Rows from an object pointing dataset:
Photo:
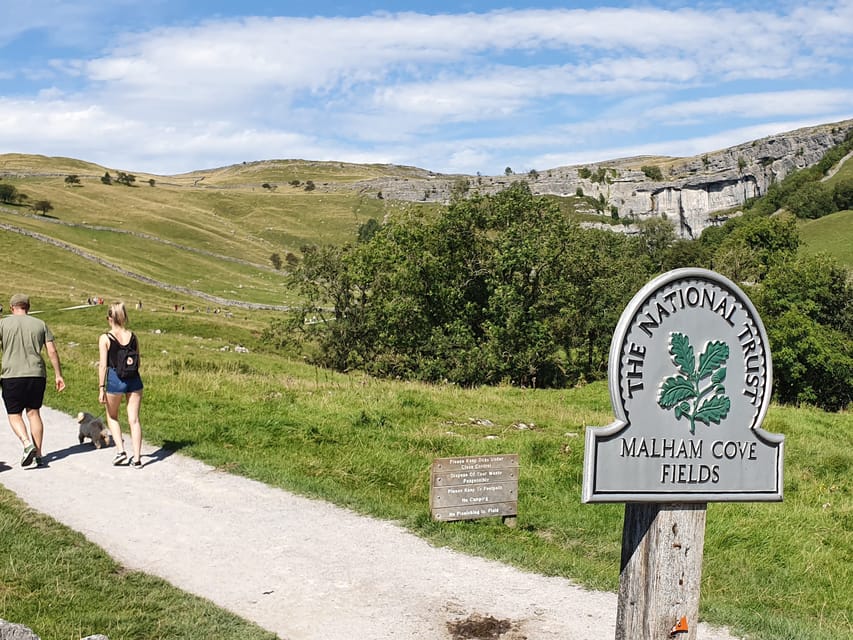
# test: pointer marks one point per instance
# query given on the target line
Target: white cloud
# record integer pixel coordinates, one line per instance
(448, 92)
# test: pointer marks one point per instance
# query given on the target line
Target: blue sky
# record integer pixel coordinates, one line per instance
(169, 86)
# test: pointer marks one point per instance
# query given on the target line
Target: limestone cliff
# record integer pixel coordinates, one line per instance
(691, 194)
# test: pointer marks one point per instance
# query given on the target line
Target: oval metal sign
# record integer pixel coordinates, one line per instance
(690, 379)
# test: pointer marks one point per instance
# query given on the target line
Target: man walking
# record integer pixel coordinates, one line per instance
(23, 374)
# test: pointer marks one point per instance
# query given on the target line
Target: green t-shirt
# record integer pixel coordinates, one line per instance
(22, 338)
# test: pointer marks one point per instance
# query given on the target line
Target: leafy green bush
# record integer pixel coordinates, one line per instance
(652, 172)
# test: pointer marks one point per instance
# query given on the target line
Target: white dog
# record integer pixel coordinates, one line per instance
(94, 429)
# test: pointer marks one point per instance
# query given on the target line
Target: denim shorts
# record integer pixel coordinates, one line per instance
(117, 385)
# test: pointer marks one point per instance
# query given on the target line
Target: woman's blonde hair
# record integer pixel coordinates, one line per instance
(118, 313)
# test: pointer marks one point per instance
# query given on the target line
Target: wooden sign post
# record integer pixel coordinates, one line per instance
(471, 487)
(690, 380)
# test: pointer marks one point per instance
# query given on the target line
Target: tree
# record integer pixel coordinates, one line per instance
(42, 206)
(127, 179)
(652, 172)
(812, 200)
(367, 230)
(502, 288)
(807, 305)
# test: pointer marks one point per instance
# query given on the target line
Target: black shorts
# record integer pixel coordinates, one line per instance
(23, 393)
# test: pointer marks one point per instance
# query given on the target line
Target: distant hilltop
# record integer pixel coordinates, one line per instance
(687, 191)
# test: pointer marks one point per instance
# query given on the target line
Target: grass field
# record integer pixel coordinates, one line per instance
(775, 571)
(832, 234)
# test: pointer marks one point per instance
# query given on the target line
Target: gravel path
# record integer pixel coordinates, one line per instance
(303, 569)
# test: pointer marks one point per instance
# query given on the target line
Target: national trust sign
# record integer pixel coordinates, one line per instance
(690, 382)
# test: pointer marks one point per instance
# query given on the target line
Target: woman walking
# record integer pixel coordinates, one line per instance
(118, 375)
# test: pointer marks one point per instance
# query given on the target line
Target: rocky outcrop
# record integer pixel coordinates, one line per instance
(14, 631)
(691, 194)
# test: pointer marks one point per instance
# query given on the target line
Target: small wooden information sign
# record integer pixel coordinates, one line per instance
(474, 487)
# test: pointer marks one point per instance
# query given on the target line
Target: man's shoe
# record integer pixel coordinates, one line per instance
(29, 455)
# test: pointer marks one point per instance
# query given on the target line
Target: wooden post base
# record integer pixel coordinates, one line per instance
(661, 570)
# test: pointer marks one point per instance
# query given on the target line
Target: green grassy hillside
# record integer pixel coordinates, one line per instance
(832, 234)
(775, 571)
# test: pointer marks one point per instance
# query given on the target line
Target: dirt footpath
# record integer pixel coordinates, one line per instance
(303, 569)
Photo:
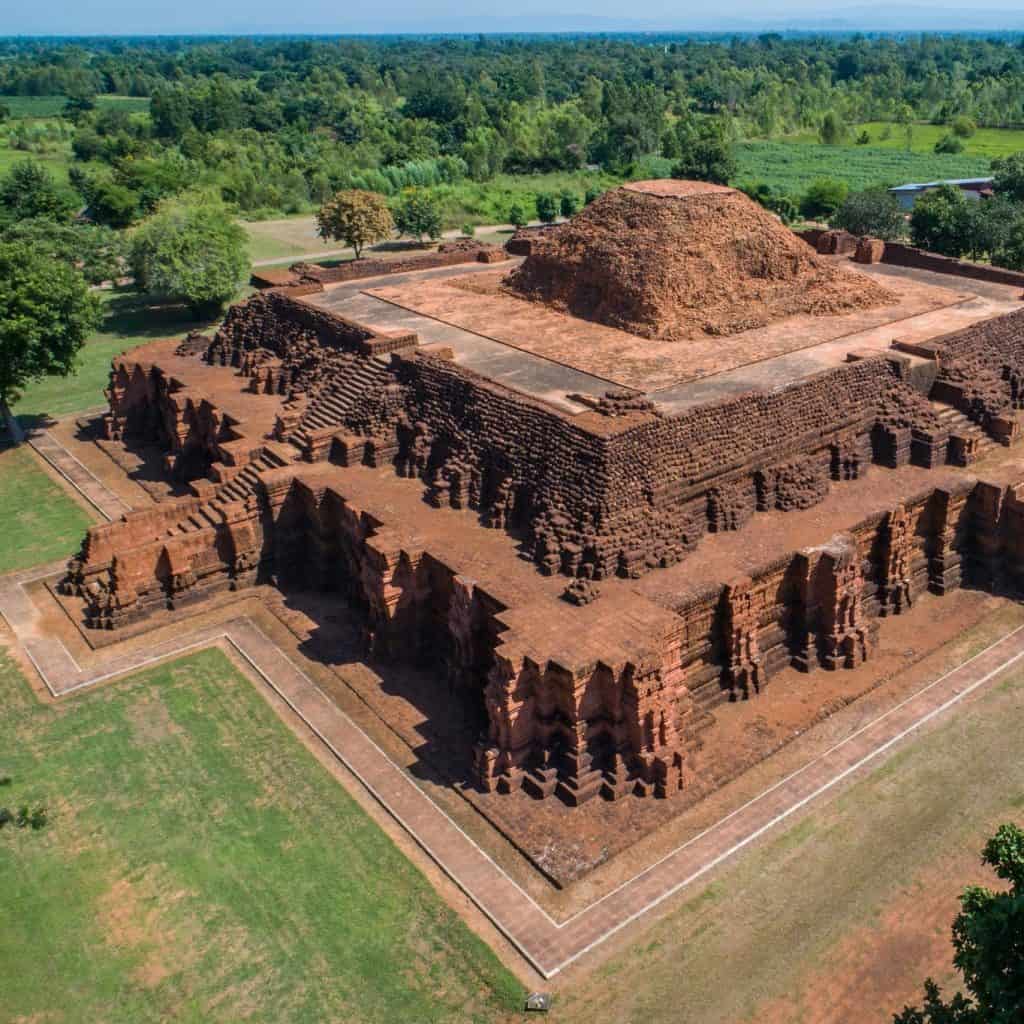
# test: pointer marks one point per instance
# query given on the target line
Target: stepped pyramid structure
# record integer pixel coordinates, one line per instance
(676, 259)
(594, 577)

**AIM OF THE TASK**
Pick out every line of the material above that contains the string "sign", and copy each one.

**REPLY**
Target: oval metal sign
Target: wooden sign post
Target: national trust sign
Target: small wooden information sign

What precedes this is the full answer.